Copy out verbatim everything from the line containing "Task: list a point for each instance of the black" down to the end of the entries. Leave the pictures out of your answer.

▸ **Information given**:
+++

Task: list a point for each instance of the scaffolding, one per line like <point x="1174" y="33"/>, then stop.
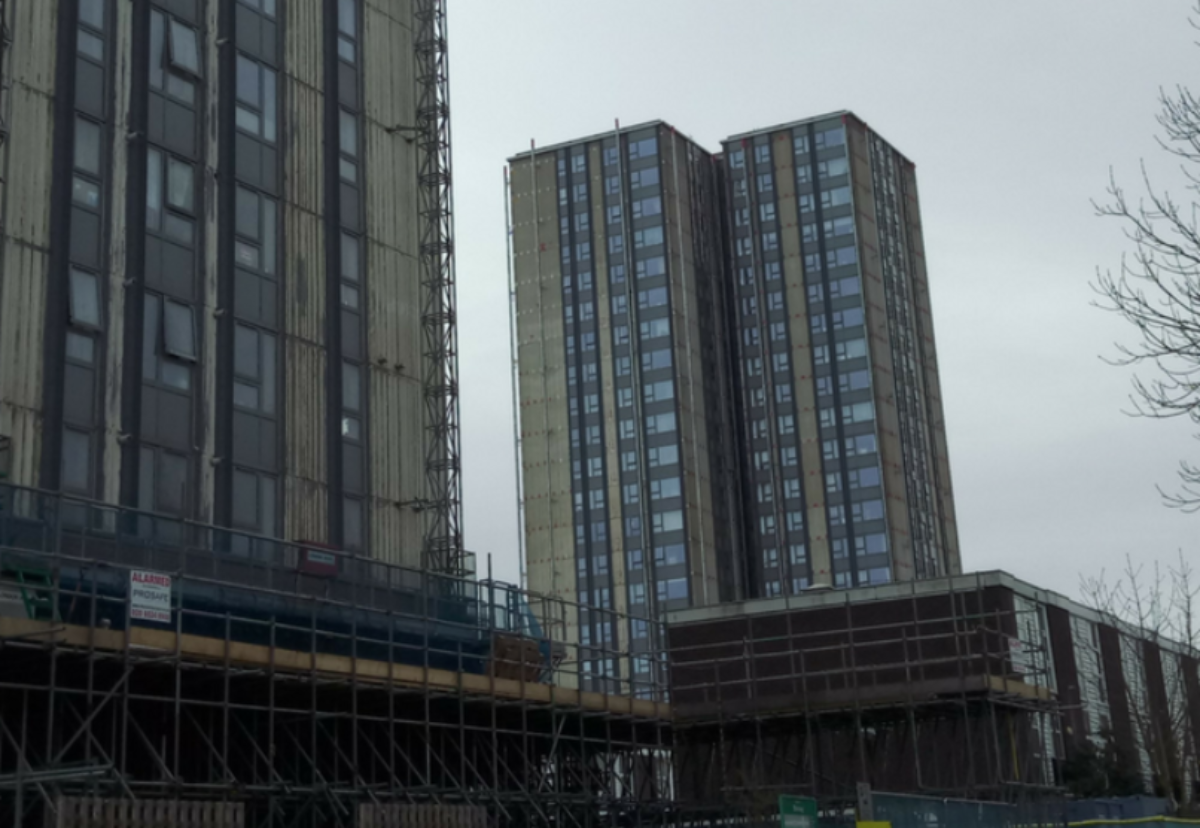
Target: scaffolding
<point x="299" y="687"/>
<point x="945" y="693"/>
<point x="443" y="523"/>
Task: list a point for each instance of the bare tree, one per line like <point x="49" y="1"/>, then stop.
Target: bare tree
<point x="1157" y="286"/>
<point x="1155" y="610"/>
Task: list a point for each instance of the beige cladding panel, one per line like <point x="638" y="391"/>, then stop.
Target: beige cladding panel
<point x="797" y="301"/>
<point x="389" y="101"/>
<point x="304" y="48"/>
<point x="879" y="343"/>
<point x="304" y="145"/>
<point x="305" y="487"/>
<point x="394" y="297"/>
<point x="29" y="65"/>
<point x="930" y="375"/>
<point x="397" y="466"/>
<point x="543" y="381"/>
<point x="688" y="339"/>
<point x="114" y="349"/>
<point x="306" y="492"/>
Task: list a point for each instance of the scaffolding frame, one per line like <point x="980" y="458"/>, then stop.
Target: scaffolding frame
<point x="945" y="706"/>
<point x="298" y="720"/>
<point x="443" y="544"/>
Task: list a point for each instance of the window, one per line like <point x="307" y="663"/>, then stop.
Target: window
<point x="348" y="144"/>
<point x="171" y="196"/>
<point x="185" y="53"/>
<point x="642" y="149"/>
<point x="663" y="489"/>
<point x="652" y="329"/>
<point x="263" y="6"/>
<point x="664" y="455"/>
<point x="352" y="523"/>
<point x="653" y="265"/>
<point x="655" y="359"/>
<point x="347" y="29"/>
<point x="255" y="245"/>
<point x="88" y="147"/>
<point x="850" y="349"/>
<point x="352" y="401"/>
<point x="253" y="385"/>
<point x="832" y="167"/>
<point x="167" y="364"/>
<point x="841" y="257"/>
<point x="256" y="99"/>
<point x="93" y="13"/>
<point x="667" y="521"/>
<point x="835" y="137"/>
<point x="673" y="589"/>
<point x="648" y="207"/>
<point x="835" y="197"/>
<point x="76" y="461"/>
<point x="180" y="330"/>
<point x="652" y="298"/>
<point x="81" y="348"/>
<point x="84" y="299"/>
<point x="645" y="178"/>
<point x="648" y="238"/>
<point x="865" y="478"/>
<point x="659" y="391"/>
<point x="660" y="424"/>
<point x="849" y="318"/>
<point x="174" y="57"/>
<point x="162" y="481"/>
<point x="253" y="502"/>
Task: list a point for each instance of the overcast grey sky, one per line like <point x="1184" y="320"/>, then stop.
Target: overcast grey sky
<point x="1013" y="114"/>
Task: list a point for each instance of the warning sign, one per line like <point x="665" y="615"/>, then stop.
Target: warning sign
<point x="149" y="597"/>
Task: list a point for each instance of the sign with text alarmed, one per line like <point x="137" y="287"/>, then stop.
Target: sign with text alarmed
<point x="149" y="597"/>
<point x="797" y="811"/>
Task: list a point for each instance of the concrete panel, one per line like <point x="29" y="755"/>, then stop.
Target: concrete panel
<point x="306" y="513"/>
<point x="111" y="449"/>
<point x="808" y="426"/>
<point x="304" y="145"/>
<point x="304" y="51"/>
<point x="545" y="426"/>
<point x="304" y="256"/>
<point x="887" y="419"/>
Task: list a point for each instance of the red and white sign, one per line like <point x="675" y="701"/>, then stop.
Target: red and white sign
<point x="149" y="595"/>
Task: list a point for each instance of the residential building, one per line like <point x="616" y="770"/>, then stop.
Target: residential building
<point x="845" y="466"/>
<point x="975" y="685"/>
<point x="226" y="292"/>
<point x="627" y="432"/>
<point x="726" y="367"/>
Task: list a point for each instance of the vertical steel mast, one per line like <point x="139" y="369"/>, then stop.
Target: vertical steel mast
<point x="443" y="550"/>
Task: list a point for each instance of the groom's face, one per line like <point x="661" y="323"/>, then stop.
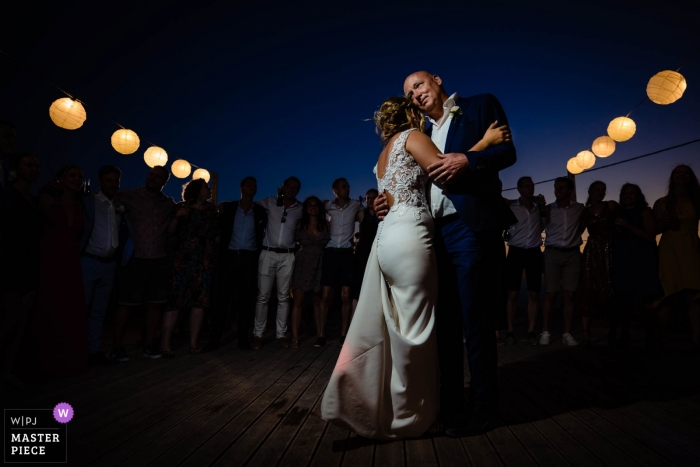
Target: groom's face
<point x="425" y="91"/>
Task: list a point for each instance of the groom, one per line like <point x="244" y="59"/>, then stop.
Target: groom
<point x="470" y="215"/>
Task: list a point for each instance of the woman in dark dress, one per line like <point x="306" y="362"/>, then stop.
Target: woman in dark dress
<point x="635" y="264"/>
<point x="19" y="278"/>
<point x="368" y="231"/>
<point x="59" y="325"/>
<point x="312" y="235"/>
<point x="596" y="261"/>
<point x="192" y="260"/>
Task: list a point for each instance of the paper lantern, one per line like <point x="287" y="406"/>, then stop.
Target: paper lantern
<point x="573" y="167"/>
<point x="201" y="173"/>
<point x="666" y="87"/>
<point x="603" y="146"/>
<point x="621" y="129"/>
<point x="125" y="141"/>
<point x="585" y="159"/>
<point x="181" y="168"/>
<point x="67" y="113"/>
<point x="155" y="156"/>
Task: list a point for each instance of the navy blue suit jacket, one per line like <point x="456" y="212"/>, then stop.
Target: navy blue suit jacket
<point x="477" y="195"/>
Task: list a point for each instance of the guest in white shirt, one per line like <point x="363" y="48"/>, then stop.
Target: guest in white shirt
<point x="98" y="256"/>
<point x="338" y="268"/>
<point x="562" y="256"/>
<point x="277" y="259"/>
<point x="525" y="253"/>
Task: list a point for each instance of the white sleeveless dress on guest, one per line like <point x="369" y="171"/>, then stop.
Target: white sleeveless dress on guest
<point x="385" y="383"/>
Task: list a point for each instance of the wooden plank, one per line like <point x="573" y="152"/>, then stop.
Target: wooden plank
<point x="227" y="437"/>
<point x="358" y="451"/>
<point x="138" y="433"/>
<point x="260" y="431"/>
<point x="197" y="430"/>
<point x="290" y="426"/>
<point x="393" y="453"/>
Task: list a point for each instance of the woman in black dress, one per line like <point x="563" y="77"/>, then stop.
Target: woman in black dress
<point x="312" y="235"/>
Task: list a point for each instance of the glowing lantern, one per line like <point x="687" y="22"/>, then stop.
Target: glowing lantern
<point x="155" y="156"/>
<point x="585" y="159"/>
<point x="573" y="167"/>
<point x="666" y="87"/>
<point x="67" y="113"/>
<point x="621" y="129"/>
<point x="125" y="141"/>
<point x="201" y="173"/>
<point x="603" y="146"/>
<point x="181" y="168"/>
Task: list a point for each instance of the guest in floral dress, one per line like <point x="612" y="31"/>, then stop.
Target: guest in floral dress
<point x="313" y="233"/>
<point x="192" y="260"/>
<point x="596" y="261"/>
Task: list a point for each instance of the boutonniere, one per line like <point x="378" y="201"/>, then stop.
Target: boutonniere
<point x="456" y="111"/>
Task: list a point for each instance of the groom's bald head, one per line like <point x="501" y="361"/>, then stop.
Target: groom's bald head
<point x="426" y="92"/>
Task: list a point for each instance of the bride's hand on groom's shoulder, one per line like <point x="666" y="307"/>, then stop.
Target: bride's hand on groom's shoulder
<point x="381" y="207"/>
<point x="450" y="168"/>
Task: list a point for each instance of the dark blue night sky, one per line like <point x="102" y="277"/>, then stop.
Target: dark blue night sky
<point x="274" y="90"/>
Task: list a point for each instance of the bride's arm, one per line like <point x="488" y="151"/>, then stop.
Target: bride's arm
<point x="422" y="148"/>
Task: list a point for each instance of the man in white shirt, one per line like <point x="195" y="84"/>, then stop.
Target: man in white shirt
<point x="562" y="256"/>
<point x="98" y="257"/>
<point x="277" y="259"/>
<point x="338" y="266"/>
<point x="524" y="253"/>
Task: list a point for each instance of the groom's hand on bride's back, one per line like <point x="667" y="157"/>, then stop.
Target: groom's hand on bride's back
<point x="381" y="207"/>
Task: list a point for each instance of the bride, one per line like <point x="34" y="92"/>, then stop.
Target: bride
<point x="385" y="383"/>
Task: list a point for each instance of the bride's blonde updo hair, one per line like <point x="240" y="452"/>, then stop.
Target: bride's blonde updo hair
<point x="395" y="115"/>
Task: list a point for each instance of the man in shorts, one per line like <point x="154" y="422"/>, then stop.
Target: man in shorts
<point x="143" y="279"/>
<point x="525" y="253"/>
<point x="338" y="266"/>
<point x="562" y="256"/>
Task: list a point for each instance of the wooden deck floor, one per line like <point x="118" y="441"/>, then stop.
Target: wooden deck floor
<point x="558" y="406"/>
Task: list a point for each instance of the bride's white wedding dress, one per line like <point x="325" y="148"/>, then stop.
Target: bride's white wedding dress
<point x="385" y="383"/>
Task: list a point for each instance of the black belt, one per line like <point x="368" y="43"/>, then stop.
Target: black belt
<point x="101" y="259"/>
<point x="278" y="250"/>
<point x="242" y="252"/>
<point x="558" y="248"/>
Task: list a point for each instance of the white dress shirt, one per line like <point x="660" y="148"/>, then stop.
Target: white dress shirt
<point x="562" y="229"/>
<point x="280" y="234"/>
<point x="342" y="223"/>
<point x="104" y="238"/>
<point x="527" y="233"/>
<point x="440" y="204"/>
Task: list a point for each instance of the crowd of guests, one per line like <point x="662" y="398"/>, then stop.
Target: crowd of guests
<point x="69" y="251"/>
<point x="620" y="269"/>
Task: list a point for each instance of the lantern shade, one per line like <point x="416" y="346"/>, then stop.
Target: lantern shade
<point x="67" y="113"/>
<point x="622" y="129"/>
<point x="181" y="168"/>
<point x="125" y="141"/>
<point x="573" y="167"/>
<point x="201" y="173"/>
<point x="603" y="146"/>
<point x="585" y="159"/>
<point x="666" y="87"/>
<point x="155" y="156"/>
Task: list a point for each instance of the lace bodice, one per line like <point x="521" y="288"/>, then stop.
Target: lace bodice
<point x="404" y="179"/>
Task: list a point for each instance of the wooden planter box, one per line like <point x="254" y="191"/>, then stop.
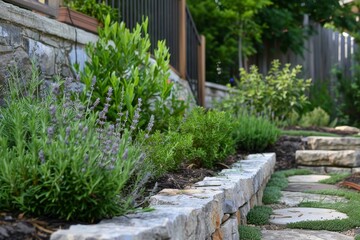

+++

▸ **Full solution**:
Task: list a point for each instance of the black belt, one per line like <point x="368" y="43"/>, then stop.
Target: black belt
<point x="101" y="259"/>
<point x="278" y="250"/>
<point x="242" y="252"/>
<point x="558" y="248"/>
Task: list a point for each instance of the white dress shirt, one per line like <point x="660" y="148"/>, then stop.
Target: white dress shirt
<point x="562" y="229"/>
<point x="280" y="234"/>
<point x="342" y="223"/>
<point x="104" y="238"/>
<point x="527" y="233"/>
<point x="440" y="204"/>
Task: list a point for each instance of the crowd of guests, one per line like <point x="662" y="398"/>, then stop.
Target: crowd of guests
<point x="69" y="251"/>
<point x="620" y="269"/>
Task: list a point for each instance of the lantern shade, one per line like <point x="416" y="346"/>, then stop.
Target: lantern shade
<point x="67" y="113"/>
<point x="622" y="129"/>
<point x="181" y="168"/>
<point x="125" y="141"/>
<point x="573" y="167"/>
<point x="201" y="173"/>
<point x="603" y="146"/>
<point x="585" y="159"/>
<point x="666" y="87"/>
<point x="155" y="156"/>
Task: list a point for each instance of the lace bodice, one per line like <point x="521" y="288"/>, then stop.
Target: lace bodice
<point x="404" y="179"/>
Task: list a point for each instance of the wooden planter box, one per line like <point x="254" y="191"/>, then stop.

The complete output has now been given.